--- START OF EXTRACT TO READ ---

I suggest you read this article and make your decision as needed:

http://www.americanaquariumproducts.com/AquariumUVSterilization.html

Pepe
Santo Domingo


----------



## BlakeAronson (Oct 20, 2006)

is the outflow of all canisters fixed? i thought this could be adjusted on the filters? the eheims use dual valves that can close to make an easy spill free disconnect. i figured the valves could be opened and closed to regulate the flow through the filter? true or not?


----------



## brighty K (Oct 1, 2008)

Go with two 2217s. Without a doubt.

Rationale:

The 2217 can be used on more and different tanks; for example, I've used one on tanks as small as a 20 gallon with no issues at all and on tanks more than twice that size (they're rated for higher, I think, but keep in mind that plant tanks tend to have a higher bioload). I've seen two used on tanks up to 75 gallons.
The in-line co2 reactor is a must on a plant tank. Diffusers clog and clutter the inside of your scape. In-lines are maintenance-free and out of the way (and relatively cheap ). Oh, and they happen to do a much better job of getting co2 into the water column. You will need one 2217 to power an in-line reactor.
Personally, I never use heaters on plant tanks (even in-line ones), and I've seen little use to using UV sterilizers, but if you must have them, you'll need the greater power of the 2217.
Lastly, more filtration is a good thing where it doesn't overly agitate the water. You'll be happier with the greater filtering capacity of two 2217s and over-agitation won't be an issue. If it is an issue, consider changing the arrangement of the return outlet in the tank. You can do a lot to distribute the water more evenly or gently without restricting the water flow from the filter.

--- END OF EXTRACT TO READ ---
--- START OF EXTRACTED ENTRIES ---

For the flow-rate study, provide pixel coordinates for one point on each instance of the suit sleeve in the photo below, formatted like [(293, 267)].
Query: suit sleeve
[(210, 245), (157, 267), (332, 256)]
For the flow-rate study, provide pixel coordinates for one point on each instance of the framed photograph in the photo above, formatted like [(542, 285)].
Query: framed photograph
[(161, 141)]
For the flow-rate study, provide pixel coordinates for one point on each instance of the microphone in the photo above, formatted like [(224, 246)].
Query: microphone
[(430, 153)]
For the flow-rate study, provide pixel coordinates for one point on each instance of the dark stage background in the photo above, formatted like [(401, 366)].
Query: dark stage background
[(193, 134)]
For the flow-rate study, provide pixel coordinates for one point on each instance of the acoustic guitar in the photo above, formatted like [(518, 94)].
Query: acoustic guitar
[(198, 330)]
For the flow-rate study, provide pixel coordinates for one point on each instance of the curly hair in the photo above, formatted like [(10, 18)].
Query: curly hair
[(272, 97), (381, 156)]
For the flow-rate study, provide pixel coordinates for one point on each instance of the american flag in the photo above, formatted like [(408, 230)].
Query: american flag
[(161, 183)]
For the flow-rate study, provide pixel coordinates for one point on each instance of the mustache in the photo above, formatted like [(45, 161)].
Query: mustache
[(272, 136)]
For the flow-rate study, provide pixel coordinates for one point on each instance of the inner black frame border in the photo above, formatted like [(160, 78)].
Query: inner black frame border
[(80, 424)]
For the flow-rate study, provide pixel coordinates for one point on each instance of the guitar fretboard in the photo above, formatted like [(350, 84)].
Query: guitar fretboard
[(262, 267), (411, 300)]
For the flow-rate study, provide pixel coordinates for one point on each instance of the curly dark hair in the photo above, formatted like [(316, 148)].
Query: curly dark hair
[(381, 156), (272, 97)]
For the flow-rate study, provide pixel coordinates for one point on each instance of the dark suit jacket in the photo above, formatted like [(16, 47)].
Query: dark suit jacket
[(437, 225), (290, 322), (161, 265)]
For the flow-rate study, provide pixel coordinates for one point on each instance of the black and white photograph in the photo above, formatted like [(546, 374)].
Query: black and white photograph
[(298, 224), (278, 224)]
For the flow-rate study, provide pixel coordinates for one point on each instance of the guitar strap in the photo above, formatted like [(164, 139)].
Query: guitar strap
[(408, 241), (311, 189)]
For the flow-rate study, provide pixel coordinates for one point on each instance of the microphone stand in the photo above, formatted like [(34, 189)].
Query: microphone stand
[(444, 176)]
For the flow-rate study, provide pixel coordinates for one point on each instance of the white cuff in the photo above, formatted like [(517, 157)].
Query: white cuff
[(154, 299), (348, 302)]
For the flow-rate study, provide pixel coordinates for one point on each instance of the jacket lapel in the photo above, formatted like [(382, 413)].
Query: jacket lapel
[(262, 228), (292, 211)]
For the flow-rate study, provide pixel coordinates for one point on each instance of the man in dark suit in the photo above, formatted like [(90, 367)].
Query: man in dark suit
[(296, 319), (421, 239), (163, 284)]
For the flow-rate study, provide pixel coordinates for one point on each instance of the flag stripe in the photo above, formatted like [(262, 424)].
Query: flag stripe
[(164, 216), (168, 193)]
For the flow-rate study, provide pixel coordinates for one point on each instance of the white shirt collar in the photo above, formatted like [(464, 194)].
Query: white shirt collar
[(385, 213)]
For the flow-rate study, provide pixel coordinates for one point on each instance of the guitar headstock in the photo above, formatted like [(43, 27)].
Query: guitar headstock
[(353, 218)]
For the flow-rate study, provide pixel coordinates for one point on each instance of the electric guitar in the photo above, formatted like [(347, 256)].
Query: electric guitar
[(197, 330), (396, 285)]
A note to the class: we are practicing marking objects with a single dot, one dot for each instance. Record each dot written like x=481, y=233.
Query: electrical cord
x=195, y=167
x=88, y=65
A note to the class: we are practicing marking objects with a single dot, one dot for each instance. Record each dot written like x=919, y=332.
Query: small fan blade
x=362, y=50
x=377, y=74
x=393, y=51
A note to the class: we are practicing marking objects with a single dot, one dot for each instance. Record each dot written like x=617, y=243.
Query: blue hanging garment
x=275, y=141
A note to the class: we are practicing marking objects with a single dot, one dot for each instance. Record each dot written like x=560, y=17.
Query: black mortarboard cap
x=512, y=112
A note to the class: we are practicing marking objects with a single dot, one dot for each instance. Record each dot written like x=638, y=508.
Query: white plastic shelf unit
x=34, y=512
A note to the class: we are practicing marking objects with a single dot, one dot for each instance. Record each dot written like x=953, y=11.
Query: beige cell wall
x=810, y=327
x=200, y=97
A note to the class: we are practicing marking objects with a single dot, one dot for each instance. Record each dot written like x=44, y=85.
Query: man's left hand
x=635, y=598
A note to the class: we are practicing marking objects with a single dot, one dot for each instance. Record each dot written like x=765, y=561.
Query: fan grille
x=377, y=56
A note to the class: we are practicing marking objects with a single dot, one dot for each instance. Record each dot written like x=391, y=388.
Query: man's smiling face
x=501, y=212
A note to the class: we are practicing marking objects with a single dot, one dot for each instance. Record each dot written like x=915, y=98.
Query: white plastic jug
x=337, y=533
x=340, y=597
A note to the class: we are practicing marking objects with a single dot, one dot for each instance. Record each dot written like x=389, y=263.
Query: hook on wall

--- END OF EXTRACTED ENTRIES ---

REQUEST 1: How would you rewrite the paragraph beginning "The in-line co2 reactor is a must" from the aquarium filter thread as a short list that keeps its main facts?
REQUEST 2: Apart from the filters, what pieces of tank equipment does brighty K's post in the aquarium filter thread mention?
REQUEST 3: Can you carry on the aquarium filter thread from where it stops?

WRITTEN RESPONSE 1:
- An in-line co2 reactor is a must on a plant tank.
- Diffusers clog and clutter the inside of the scape.
- In-line reactors are maintenance-free, out of the way and relatively cheap.
- They get co2 into the water column much better than diffusers.
- One 2217 is needed to power an in-line reactor.

WRITTEN RESPONSE 2:
- In-line co2 reactor
- Diffusers
- Heaters (including in-line ones)
- UV sterilizers

WRITTEN RESPONSE 3:
One other thing: if you do decide to restrict the flow of the filter (and only do this if you absolutely have to, which I don't think you should), make sure you do it on the return end, not the intake. Restricting the flow on the intake side of the filter (the tube that takes water FROM the tank TO the filter) will cause it to cavitate (pull air through one of the gaskets). This could cause damage to the filter, micro bubbles in the water, or a leak. As a general rule, it's not great for the filter to restrict its flow.

Man, that was long. I'm surprised my soapbox held up through all that.


----------



## BlakeAronson (Oct 20, 2006)

too late. got one 2217 and one 2213.

going to use the heater and uvs on the 2217, and reactor on the 2213


----------



## brighty K (Oct 1, 2008)

Out of curiosity, what reactor are you using?

I've used the CO2 Reactor 1000 with a lot of success.

http://www.drsfostersmith.com/product/prod_display.cfm?c=3578+3747+9918&pcatid=9918

But I'm curious about the cal aqua inline diffuser too.

http://www.greenleafaquariums.com/co2-diffusers/cal-aqua-diffuser-13mm.html

If you're using any others, I'd like to hear about how well they work.

Best of luck!


----------



## BlakeAronson (Oct 20, 2006)

i'm still looking for a reactor. right now i just have a glass intank diffusor. 

i was going to use that and wait for rexx grig to make me one but he hasn't got back to me yet, i hear hes having some health issues.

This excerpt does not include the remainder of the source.